**Do this**
Give back only the lines from the one with "of the microphone" through the last line of the data, exactly as they appear.

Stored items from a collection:
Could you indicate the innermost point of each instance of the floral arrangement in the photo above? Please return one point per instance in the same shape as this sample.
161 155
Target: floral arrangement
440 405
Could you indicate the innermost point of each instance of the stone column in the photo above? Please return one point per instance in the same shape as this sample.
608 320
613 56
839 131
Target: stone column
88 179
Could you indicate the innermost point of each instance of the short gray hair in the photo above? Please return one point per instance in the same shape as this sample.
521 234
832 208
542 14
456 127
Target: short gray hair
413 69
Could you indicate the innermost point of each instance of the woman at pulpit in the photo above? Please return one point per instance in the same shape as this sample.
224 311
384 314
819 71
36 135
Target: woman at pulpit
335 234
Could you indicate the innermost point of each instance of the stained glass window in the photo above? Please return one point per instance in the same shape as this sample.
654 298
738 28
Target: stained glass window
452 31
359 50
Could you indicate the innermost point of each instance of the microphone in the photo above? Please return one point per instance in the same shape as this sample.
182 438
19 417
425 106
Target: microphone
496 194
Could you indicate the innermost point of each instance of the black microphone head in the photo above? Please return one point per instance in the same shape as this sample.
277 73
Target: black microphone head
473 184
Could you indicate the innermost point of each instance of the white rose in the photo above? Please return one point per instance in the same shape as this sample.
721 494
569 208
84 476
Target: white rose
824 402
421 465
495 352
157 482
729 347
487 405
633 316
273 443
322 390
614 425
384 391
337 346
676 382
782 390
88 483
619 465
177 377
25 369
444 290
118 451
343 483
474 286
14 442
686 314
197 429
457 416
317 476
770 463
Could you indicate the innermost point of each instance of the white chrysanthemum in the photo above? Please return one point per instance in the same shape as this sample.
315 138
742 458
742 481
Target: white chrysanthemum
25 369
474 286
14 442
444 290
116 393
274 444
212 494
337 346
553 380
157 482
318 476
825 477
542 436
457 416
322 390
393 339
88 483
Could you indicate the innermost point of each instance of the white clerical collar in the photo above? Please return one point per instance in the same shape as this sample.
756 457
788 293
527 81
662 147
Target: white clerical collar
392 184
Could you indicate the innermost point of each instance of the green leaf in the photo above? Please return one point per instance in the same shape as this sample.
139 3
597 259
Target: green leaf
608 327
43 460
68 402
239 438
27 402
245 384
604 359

**Task answer**
Could you indicate the innermost point of each instance of the microphone in the photo above? Please return one point per instance in the same shape as this sample.
182 438
19 417
425 106
Target: microphone
496 194
Could you indicate the innermost point of each instance of the black microphone head in the photo above? Please return one point per instance in the same shape as this sample.
277 73
Target: black microphone head
473 184
Could you indicate the innermost point of each instance of the white rose in the photo above? Please return one point per instance in the same shape as this sample.
721 494
569 208
84 476
Target: white rose
824 402
421 465
495 352
157 482
729 347
487 405
633 316
273 443
322 390
614 425
384 391
337 346
676 382
782 390
88 483
619 465
177 377
25 369
444 290
118 451
343 483
474 286
14 442
686 314
197 429
457 416
317 476
770 463
Could you indicate the innermost point of each instance of the white chrysanthemum in the photo above? Please return one point per instance in the same shape as this sample.
315 138
742 458
742 481
Target: white chrysanthemum
25 369
474 286
14 442
444 290
116 393
274 444
212 494
337 346
553 380
157 482
318 476
825 477
542 436
457 416
322 390
393 339
88 483
Could you indicate the innermost point of each instance of the white clerical collar in the photo above? Please return one point per instance in the same shape as this sample.
756 457
788 293
527 81
662 147
Target: white clerical collar
392 184
Could you indicate the innermost point of each instance of the green leaf in the photo above? Please return one point per instance in the same shape as this sample.
139 3
597 259
Target: green leaf
608 327
43 460
68 402
239 438
27 402
245 384
604 359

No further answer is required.